[[ DATASET, beginning ]]
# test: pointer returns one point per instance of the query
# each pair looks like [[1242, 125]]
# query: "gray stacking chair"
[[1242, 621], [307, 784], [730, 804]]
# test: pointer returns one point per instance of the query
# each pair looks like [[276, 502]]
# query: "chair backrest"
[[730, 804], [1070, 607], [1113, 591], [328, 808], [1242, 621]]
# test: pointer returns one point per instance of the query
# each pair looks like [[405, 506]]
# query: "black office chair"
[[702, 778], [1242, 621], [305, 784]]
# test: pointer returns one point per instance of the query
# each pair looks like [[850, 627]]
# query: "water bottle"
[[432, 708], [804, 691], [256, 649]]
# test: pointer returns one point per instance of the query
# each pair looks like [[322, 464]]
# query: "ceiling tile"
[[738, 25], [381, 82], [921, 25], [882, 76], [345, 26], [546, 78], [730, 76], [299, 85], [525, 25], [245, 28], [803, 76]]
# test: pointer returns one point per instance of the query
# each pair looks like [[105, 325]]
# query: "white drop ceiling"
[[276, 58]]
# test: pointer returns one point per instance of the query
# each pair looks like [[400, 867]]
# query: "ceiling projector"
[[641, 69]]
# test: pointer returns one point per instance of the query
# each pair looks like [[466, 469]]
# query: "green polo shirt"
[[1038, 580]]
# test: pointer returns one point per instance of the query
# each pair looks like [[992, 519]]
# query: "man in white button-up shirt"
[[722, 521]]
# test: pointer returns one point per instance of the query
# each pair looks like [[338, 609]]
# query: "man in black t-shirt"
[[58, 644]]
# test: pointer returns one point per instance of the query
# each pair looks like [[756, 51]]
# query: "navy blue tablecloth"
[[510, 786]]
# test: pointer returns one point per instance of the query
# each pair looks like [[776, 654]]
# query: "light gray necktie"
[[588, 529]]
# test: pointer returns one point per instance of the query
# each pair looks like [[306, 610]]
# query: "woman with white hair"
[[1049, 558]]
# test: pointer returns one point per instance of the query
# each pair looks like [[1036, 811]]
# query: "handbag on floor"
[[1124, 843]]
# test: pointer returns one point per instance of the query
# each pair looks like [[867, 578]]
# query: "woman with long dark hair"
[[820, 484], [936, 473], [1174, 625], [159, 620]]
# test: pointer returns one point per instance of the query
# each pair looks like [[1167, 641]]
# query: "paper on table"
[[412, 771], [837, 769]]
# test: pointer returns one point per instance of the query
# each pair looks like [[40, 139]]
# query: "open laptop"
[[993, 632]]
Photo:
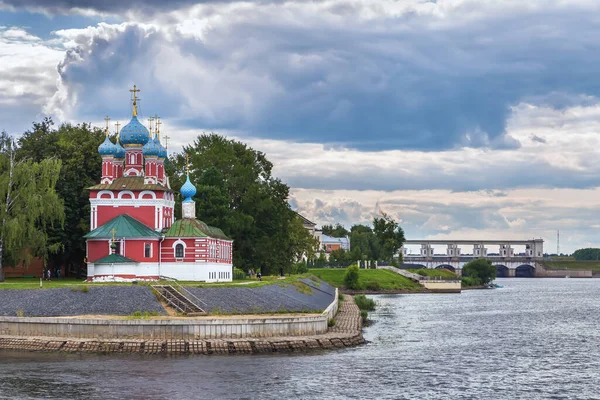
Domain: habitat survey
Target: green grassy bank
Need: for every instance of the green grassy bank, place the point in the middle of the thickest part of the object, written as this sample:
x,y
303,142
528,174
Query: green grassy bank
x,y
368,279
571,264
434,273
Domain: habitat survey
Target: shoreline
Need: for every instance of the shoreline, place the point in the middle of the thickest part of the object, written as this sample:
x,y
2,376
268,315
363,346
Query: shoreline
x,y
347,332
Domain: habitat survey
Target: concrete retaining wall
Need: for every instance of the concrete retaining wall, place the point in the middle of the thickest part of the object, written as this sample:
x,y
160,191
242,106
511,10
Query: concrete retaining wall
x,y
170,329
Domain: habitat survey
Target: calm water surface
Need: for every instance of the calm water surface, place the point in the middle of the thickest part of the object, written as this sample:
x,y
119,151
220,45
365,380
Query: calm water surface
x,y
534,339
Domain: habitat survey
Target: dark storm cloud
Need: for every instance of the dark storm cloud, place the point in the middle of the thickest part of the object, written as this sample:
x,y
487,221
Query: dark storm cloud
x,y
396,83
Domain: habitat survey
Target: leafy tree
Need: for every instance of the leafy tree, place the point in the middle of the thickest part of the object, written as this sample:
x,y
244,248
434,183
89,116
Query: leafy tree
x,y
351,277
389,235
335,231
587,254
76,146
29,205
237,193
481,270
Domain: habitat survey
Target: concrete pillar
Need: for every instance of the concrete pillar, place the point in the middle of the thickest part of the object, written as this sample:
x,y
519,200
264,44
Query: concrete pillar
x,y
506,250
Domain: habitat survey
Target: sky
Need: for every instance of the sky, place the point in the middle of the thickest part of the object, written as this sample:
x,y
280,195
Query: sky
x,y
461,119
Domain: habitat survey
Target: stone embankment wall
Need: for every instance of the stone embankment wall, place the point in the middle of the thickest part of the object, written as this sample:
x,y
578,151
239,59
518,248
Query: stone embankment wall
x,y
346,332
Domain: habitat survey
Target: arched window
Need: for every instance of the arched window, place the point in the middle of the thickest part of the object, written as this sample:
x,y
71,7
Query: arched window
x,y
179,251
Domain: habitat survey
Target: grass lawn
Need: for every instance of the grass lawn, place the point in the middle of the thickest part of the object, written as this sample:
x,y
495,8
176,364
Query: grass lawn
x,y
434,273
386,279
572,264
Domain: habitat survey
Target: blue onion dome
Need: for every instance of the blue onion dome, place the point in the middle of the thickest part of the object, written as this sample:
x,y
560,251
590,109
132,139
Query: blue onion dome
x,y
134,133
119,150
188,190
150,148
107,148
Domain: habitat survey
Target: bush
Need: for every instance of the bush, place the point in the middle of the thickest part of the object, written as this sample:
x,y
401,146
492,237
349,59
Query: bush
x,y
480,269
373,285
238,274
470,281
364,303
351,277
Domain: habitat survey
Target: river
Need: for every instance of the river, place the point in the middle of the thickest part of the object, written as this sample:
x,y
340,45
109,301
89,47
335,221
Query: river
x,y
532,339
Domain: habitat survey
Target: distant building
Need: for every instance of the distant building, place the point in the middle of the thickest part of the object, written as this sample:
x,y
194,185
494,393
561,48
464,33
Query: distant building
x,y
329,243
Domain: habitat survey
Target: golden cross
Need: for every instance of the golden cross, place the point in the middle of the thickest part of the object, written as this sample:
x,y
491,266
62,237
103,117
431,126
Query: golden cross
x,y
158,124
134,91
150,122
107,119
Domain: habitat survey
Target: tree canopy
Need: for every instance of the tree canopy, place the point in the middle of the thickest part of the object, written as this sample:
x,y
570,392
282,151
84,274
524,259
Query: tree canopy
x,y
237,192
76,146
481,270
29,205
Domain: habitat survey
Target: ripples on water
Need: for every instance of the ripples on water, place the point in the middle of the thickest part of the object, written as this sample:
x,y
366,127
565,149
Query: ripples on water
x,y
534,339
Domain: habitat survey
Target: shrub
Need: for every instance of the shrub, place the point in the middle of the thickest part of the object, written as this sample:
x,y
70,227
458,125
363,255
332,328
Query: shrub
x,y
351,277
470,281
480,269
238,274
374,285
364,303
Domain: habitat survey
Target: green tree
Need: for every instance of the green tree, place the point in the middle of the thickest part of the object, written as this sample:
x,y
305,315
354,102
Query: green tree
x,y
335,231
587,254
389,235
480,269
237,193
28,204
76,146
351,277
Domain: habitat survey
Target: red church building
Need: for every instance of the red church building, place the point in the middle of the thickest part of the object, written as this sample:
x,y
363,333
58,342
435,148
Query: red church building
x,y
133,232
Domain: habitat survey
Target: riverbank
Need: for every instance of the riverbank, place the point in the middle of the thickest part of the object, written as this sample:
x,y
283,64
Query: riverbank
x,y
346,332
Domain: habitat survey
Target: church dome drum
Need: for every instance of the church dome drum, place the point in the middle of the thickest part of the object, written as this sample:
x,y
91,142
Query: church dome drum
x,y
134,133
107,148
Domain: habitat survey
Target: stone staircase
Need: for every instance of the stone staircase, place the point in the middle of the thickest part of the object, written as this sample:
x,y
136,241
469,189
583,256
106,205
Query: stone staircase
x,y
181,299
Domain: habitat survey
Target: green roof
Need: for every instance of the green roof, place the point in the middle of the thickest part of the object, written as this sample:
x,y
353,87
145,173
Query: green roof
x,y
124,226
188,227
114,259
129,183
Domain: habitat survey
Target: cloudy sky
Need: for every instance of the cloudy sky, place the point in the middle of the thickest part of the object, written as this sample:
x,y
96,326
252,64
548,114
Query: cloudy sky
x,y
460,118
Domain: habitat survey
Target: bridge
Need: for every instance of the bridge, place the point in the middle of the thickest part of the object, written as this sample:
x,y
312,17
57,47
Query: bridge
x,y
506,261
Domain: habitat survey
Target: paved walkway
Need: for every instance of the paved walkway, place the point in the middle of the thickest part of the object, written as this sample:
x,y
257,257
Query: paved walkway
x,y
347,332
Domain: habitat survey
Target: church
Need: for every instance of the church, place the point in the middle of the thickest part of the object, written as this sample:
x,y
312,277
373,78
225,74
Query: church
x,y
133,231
[[ DATASET, end ]]
[[ DATASET, beginning ]]
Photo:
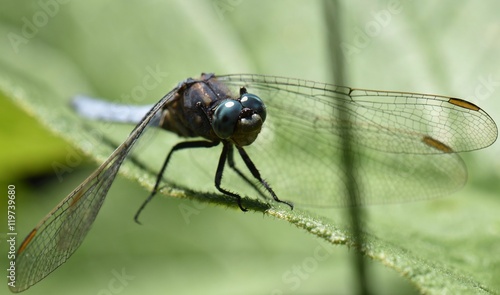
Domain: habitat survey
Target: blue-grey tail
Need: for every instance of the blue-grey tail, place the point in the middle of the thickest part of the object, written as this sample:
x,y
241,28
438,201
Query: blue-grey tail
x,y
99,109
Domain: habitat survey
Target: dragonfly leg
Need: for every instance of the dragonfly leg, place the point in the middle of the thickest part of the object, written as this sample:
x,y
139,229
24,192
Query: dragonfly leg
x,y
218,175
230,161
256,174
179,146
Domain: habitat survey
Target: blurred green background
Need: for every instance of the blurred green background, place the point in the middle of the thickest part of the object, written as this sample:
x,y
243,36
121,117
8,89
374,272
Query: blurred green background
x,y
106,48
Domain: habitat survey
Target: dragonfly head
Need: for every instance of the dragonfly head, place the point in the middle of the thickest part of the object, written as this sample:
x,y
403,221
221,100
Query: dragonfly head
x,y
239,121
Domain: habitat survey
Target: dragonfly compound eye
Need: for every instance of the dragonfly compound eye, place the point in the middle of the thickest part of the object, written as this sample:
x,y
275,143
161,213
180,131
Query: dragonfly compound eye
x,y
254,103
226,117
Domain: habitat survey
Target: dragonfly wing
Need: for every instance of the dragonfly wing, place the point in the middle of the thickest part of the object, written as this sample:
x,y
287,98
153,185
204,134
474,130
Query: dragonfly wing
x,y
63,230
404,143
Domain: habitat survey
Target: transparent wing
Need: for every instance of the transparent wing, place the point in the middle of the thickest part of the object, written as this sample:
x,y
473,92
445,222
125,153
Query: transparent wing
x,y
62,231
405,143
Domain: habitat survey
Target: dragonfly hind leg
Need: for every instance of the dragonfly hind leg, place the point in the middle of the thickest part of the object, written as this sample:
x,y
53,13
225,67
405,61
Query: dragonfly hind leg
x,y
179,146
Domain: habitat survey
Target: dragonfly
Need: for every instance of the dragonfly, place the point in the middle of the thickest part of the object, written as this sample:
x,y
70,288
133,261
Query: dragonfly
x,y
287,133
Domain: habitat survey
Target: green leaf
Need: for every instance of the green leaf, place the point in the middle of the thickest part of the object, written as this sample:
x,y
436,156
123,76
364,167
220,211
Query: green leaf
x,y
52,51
[[ DATASET, end ]]
▶ _EXERCISE REQUIREMENTS_: For the lines above, output exactly those from the line containing "Target: shrub" through the line containing "Target: church dome drum", and skip the others.

▶ _TASK SOLUTION_:
Target: shrub
Need: for every instance of the shrub, place the point in the middle of the thickest part of the object, written as this sample:
x,y
70,227
458,125
363,255
332,328
Query: shrub
x,y
351,277
470,281
480,269
238,274
374,285
364,303
Domain: habitat survey
Target: green tree
Need: for every instance of the green tree, place the point in the middle of the thickest part of the object, written as this sample:
x,y
305,315
354,102
Query: green tree
x,y
335,231
587,254
389,235
480,269
237,193
28,204
76,146
351,277
Domain: habitat survey
Target: red church building
Need: for every instance of the red church building, place the point in the middle of the thickest part of the object, written as this sample:
x,y
363,333
58,342
435,148
Query: red church building
x,y
133,232
Domain: habitat survey
Target: riverbank
Need: for every instance of the riverbank, place the point in the middle of the thickest part of the object, written as this sample:
x,y
283,64
Query: riverbank
x,y
346,332
Domain: habitat survey
Target: church dome drum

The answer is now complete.